> Exercise goal
Reproduce the following records verbatim, in their entirety, omitting the pictures.

> Extracted data

Begin

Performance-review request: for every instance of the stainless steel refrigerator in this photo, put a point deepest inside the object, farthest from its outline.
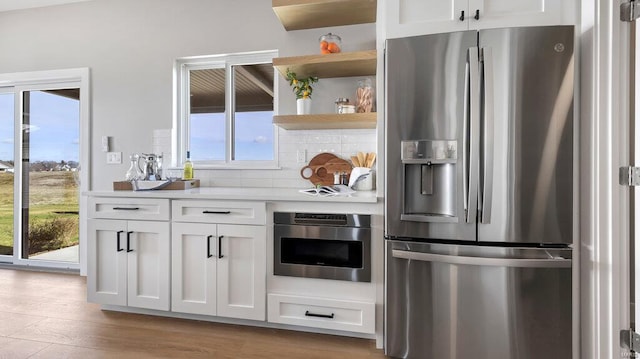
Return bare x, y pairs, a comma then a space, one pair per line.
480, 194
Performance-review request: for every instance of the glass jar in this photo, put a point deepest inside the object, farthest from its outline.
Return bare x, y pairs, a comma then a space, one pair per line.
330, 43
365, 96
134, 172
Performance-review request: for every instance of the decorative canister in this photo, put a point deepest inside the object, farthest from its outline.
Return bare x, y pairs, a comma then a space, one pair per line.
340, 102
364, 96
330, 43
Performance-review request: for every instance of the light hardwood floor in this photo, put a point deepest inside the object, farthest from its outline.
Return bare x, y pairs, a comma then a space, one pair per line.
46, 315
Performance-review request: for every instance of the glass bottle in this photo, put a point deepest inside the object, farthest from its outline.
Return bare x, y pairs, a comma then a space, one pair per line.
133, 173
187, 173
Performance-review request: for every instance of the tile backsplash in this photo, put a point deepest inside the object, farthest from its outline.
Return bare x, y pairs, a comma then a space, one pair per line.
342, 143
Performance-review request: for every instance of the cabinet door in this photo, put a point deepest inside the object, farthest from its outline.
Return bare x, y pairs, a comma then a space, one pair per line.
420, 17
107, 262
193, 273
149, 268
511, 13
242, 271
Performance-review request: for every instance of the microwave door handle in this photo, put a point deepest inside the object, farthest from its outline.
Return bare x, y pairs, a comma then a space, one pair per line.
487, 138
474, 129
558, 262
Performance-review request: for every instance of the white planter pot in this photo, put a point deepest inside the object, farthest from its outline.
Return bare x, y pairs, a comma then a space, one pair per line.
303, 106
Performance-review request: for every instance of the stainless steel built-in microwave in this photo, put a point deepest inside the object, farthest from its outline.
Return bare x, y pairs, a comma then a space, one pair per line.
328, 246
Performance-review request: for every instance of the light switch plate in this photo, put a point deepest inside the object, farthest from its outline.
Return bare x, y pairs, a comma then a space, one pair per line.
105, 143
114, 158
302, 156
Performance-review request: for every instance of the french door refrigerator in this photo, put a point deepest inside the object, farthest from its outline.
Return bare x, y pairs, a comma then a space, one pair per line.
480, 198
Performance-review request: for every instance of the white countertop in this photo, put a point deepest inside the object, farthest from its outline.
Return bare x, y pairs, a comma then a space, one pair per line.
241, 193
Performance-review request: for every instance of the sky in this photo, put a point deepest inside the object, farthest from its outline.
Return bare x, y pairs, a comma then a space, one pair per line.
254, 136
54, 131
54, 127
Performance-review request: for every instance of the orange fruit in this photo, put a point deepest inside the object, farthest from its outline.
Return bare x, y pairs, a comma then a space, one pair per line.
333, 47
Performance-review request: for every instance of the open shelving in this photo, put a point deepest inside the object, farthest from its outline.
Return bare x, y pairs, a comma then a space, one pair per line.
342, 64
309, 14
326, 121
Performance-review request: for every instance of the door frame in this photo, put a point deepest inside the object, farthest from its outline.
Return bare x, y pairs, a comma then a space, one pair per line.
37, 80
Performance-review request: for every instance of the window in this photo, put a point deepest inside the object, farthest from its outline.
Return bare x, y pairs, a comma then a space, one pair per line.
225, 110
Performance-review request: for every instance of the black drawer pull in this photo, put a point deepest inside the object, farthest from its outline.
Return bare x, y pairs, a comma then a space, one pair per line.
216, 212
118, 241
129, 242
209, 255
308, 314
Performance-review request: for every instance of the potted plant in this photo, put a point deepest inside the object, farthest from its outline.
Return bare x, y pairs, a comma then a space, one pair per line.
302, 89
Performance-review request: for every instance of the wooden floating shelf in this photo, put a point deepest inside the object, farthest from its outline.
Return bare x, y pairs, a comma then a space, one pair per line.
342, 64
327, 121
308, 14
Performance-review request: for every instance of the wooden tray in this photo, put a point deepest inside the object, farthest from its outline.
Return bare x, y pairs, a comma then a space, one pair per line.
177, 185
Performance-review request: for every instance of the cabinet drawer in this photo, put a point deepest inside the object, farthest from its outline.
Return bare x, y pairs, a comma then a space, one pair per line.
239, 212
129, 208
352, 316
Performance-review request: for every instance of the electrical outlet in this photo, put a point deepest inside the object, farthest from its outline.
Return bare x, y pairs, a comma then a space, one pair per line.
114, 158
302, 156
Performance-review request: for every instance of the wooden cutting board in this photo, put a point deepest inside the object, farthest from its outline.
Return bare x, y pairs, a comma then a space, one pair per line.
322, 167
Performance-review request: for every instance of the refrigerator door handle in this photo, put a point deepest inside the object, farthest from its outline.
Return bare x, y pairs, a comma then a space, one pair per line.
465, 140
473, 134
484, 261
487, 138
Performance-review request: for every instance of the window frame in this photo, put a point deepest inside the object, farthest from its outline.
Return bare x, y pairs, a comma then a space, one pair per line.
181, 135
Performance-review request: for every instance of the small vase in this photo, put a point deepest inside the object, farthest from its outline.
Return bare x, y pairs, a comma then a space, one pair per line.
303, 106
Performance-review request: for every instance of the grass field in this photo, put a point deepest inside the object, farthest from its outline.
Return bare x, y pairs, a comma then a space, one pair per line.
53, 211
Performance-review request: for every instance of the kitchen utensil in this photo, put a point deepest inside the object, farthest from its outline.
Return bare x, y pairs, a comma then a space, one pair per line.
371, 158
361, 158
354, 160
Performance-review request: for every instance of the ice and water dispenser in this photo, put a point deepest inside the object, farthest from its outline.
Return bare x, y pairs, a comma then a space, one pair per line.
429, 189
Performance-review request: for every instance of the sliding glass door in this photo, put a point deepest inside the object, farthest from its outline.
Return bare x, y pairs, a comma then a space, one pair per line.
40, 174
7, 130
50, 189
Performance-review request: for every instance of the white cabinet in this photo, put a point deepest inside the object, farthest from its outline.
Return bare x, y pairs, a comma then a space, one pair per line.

End

> Answer for this exercise
Performance-review request: for every instance of the stainless steel refrigerator in this photo, put a point deepest inside the object, farthest from its outline.
Return bare x, y pairs, a comma then a space, one pair per line.
480, 194
Performance-review request: for every instance of the glass jar in this photo, put a point deepest inside the object, farthest from its outline.
Return bare x, y pairs, a comma then a space, one pair per line.
330, 43
365, 96
134, 172
Performance-review request: for every instance of the decorative canister in this photo, put a point deepest inside the object, farthest from its outline.
Return bare x, y pairs, a comma then a space, one pair per line.
340, 102
364, 96
330, 43
Performance-review request: for every instance of the light hardwood floor in this photo, put a point deepest inside the object, farthest from its outline.
Return bare x, y pairs, a comma then a space, one pair per line.
46, 315
Performance-review request: for every instance of the glass bottle in this photo, put a point deepest inside the object, farthest from its outline.
Return bare x, y pairs, a comma then a space, one pair per line.
133, 173
187, 173
Performance-review request: for every instance of the tile backsplash in this photo, put a point deepest inside the object, farthest from its outline.
Return bare x, y pairs, a comma then a space, one pair per line.
342, 143
Performance-review request: for every instance of the cabinet door in this photo, put a point deepest inside the object, farthest from its outline.
Return bare x, y pairs, a comma then a space, one pair per line.
420, 17
107, 262
193, 273
149, 268
511, 13
242, 271
Performance-review request: for every instance of the microwave door handle in this photo, put a point deepest inside the object, farthest from its outline.
Return bare x, y pairs, a comma then a space, one pair per line.
487, 138
474, 129
558, 262
Performance-review request: for every instance of the white planter pot in this photo, put a point deepest inside the object, farthest from its outline.
Return bare x, y pairs, a comma then a space, one pair per line.
303, 106
Performance-review request: for every instance of the stainless steel built-in microwave in this photo, put a point deepest inside the object, farthest from its outline.
Return bare x, y pairs, a comma then a space, one pair per line.
328, 246
Performance-review request: for every instance of the light switch plate in this photo, put a point deepest inside the object, farthest from its outline.
Return bare x, y pairs, a comma then a space, one pair per line.
105, 143
114, 158
302, 156
Performance-review request: for every instance of the french door refrigerator in this photo, put a point deepest inside the object, farthest from its outline.
Return bare x, y pairs, a comma then a space, one pair per line.
480, 198
Performance-review request: for every instance of the white countertop in this photo, put a point deepest inside the object, farthest from its outline.
Return bare x, y pairs, a comma then a space, one pair per line.
241, 193
Performance-review request: for every instance of the sky in this photo, put a point deepest inside the object, farthest from its outline.
Return bare x, y pairs, a comma then a space, one pair per line.
254, 136
54, 131
54, 127
Performance-review request: for every instance of the orange fruit in this photo, put a point deepest inside the object, farthest from its outline.
Return bare x, y pairs, a comma then a space, one pair per line.
333, 47
Performance-review request: for every instance of the open shelving in this photo, put a point deepest inside the object, farthest from its outline.
Return bare x, y pairs, a comma then a space, one pair per line.
342, 64
309, 14
326, 121
Performance-review request: for every instance of the door frame in this photo, put a point deepest inside the object, farthest from its outline.
Return bare x, y pairs, a comma then a space, one pair per line.
37, 80
Performance-review request: for every instance of the window in this photo, put a point deepest inside the object, farthest from its outline.
Return bare x, y pairs, a comma then a space, one pair per line.
225, 110
Performance-review request: for every instance of the black drawer pull in this photo, put a point deepest inside the object, farthest from its outline.
Return bare x, y pairs, a comma then a space, one pair per line.
216, 212
118, 241
129, 242
209, 255
308, 314
Performance-review request: for every instance of the potted plant in this photo, put a point deepest inside the object, farthest from its outline.
Return bare x, y pairs, a comma then a space, one pair per line.
302, 89
Performance-review request: for every instance of the wooden floating shelf in this photo, put a point deepest inside the object, farthest from its outline.
Return bare x, y pairs, a comma then a space, one pair per line.
342, 64
327, 121
308, 14
Performance-review request: for every instance of the wooden tray in this photo, put a point deepest inside the object, farthest from its outline.
Return bare x, y pairs, a comma then a space, one pair per line.
177, 185
Performance-review request: for every instance of the cabinet drawer in this photo, put a point deepest inside the object, farthest from its outline.
Return bare x, y pairs, a comma then a space, one pair per line.
239, 212
129, 208
352, 316
Performance-review request: for every instance of the electrical outlet in this photo, put a point deepest inside the object, farthest from its outline.
Return bare x, y pairs, a comma then a space, one pair per line.
114, 158
302, 156
Performance-review request: for every instance of the wooden cutting board in this photo, put a point deepest inside the object, farthest from its outline.
Return bare x, y pairs, a comma then a space, one pair per line.
322, 167
Performance-review request: for every instance of the refrigerator door handle in this photo, put a point deepest inside the object, farthest from its outline.
Return bare x, y pairs, a comma then a space, one pair per line.
465, 140
473, 134
484, 261
487, 138
Performance-review request: for every instance of the window frame in this photo, put a point deepest inside the object, farthest from its outline.
Return bare x, y pairs, a comma then a space, one pair per line.
181, 135
Performance-review request: for every instance of the small vase in this photo, put a point deepest inside the object, farthest from its outline.
Return bare x, y pairs, a comma then a space, one pair per line.
303, 106
Performance-review request: for every instance of the grass field in this photo, put a point deepest inside the object, farthest from its outline.
Return bare x, y pairs, a comma then a space, one pair per line.
53, 211
Performance-review request: for every instance of the kitchen utensil in this photo, put a point deepest inside the object, farthest from its outline.
Return bare x, y pairs, a comma then a space, one pair per line.
371, 158
361, 158
354, 160
Performance-review request: for every instance of the ice and water dispenser in this photo, put a point deepest inside the object, farthest from its outline.
Return bare x, y pairs, a comma then a space, one pair per line.
429, 189
Performance-review request: for every instance of the sliding glass door in this photo, put a point deepest inside the object, farthest from its outline.
Return bare x, y pairs, a comma then a space, one pair per line.
40, 174
7, 130
50, 189
Performance-review request: for every instance of the white cabinet in this photo, put a point deepest inside the object, farthest from its outline.
Return bare x, y pairs, a comma then a space, one pair per line.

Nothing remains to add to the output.